Quoted passage »
** BEGIN **

Here are my CC notes. Thanks, Addi, for the number.
Wilf: Q2 was the 10th consecutive Q of revenue growth. Net income for than tripled from Q2 last year. Cash grew by $75m to $943m in Q2. About $20m in revenues slipped into early July primarily due to issues with the newly-installed supply chain management system and part shortages affecting the SAN systems division. Both have since been corrected. There is no change in revenue outlook for the full year, expect 10-12% growth for Q3. The strong booking pattern is accelerating and off to a fast start in Q3. The order input in the first three weeks of July set a record and was substantially ahead of the first three weeks of April.
In order to meet strong demand for .25u and .18u production, they are further accelerating the ramp of Gresham and pulling in capacity from next year. Capacity will increase 30% from the original plan, which was 3000 8-inch wafer starts per week. By mid-Q1 they expect to have 4500 wafer starts per week. Manufacturing resources are primarily focusing on capacity expansion. Gross margin will expand in Q3, but more slowly than anticipated. Expect to reach 50% GM during 2001. The operating margin expectation is still 20% for Q4. Operating expenses as a percent of sales are forecasted to be somewhat less, which compensates for the timing shift in the GM outlook. The net result is no change for bottom line expectations for the year as a whole. 2001 is shaping up as a very strong year. BTB is solidly above 1. Backlog is growing and bookings strength is broad-based in products and geographically.

** END **

Dataset excerpts »
** BEGIN **

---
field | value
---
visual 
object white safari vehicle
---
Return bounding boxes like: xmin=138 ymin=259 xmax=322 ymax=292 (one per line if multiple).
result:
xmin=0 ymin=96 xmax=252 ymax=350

** END **

Set tasks »
1: Reproduce the records above line for line, keeping every character unchanged.
2: Write the next part of the earnings call notes, picking up after their final sentence.
The conference call notes and the records have separate origins.

Task-by-task outputs »
1:
---
field | value
---
visual 
object white safari vehicle
---
Return bounding boxes like: xmin=138 ymin=259 xmax=322 ymax=292 (one per line if multiple).
result:
xmin=0 ymin=96 xmax=252 ymax=350

2:
John Dana: The momentum in communications revenue and bookings accelerated. Anticipate 2000 communications revenue to grow by 65%+ over 1999 and to exceed 50% of LSI revenues by Q3. Q2 saw revenue strength across the board. Networking and set-top decoder boxes grew 20%+ sequentially, and broadband was close behind. LAN switching, optical switching, and satellite set-top decoder boxes were the strongest products in the Q. There was strength across ASIC and ASSP product lines. Q2 saw an acceleration in design wins at Alacatel, Cisco, Copper Mountain, Echostar, Ericcson, Extreme, Hughes Network Systems, Lucent, Nokia, Siemens, Sony, and Thomson.
Volume production shipments of the single-chip 24-port intelligent Ethernet switch began this month to the lead customer and 2 new additional customers this Q. In wireless, they booked two additional high-volume CDMA standard product customers and are on pace to exceed projections of 4 to 6 new customers for the year, all in the North American market. The 1394 controller core is in production today in the Sony PS2.
In broadband two acquisitions were made to get the remaining IP blocks for a complete ADSL-DSLAM and customer-premise equipment solution. They licensed the Alcatel ADSL modem core and acquired Datapath Systems. The acquisition will be 2 cents/share dilutive in Q3 and Q4 and accretive in 2001. Datapath had a full pipeline of standard products including ADSL, cable modems, and high-performance transceivers and was ramping volume production of an ADSL Analog Front End, which complements the Alcatel DMT core and the LSI microprocessors and Shortconnects technology.
The communications business is ahead of plan. Each division had record revenues and bookings. LSI continues to add technologies and secure the right customer sockets.
Q&A: First Boston: The revenue slippage was $10m on the systems side from shortages of mundane parts, such as capacitors, connecters, oscillators, and $10m on the components side from erroneous inputs to the new ERP system. Product that should have shipped in the last week of Q2 shipped in first week of q3. These are execution issues, the $20m will ship in Q3. The GM issue is due to the ramp at Gresham. When bringing on more equipment faster than expected, GM suffers compared to bringing it on at a more steady pace. They saw tightening at the foundries and wafer costs going up in the last 90 days. The rate of operating expense growth will be less than expected, partly because the Datapath acquisition solves some expense problems.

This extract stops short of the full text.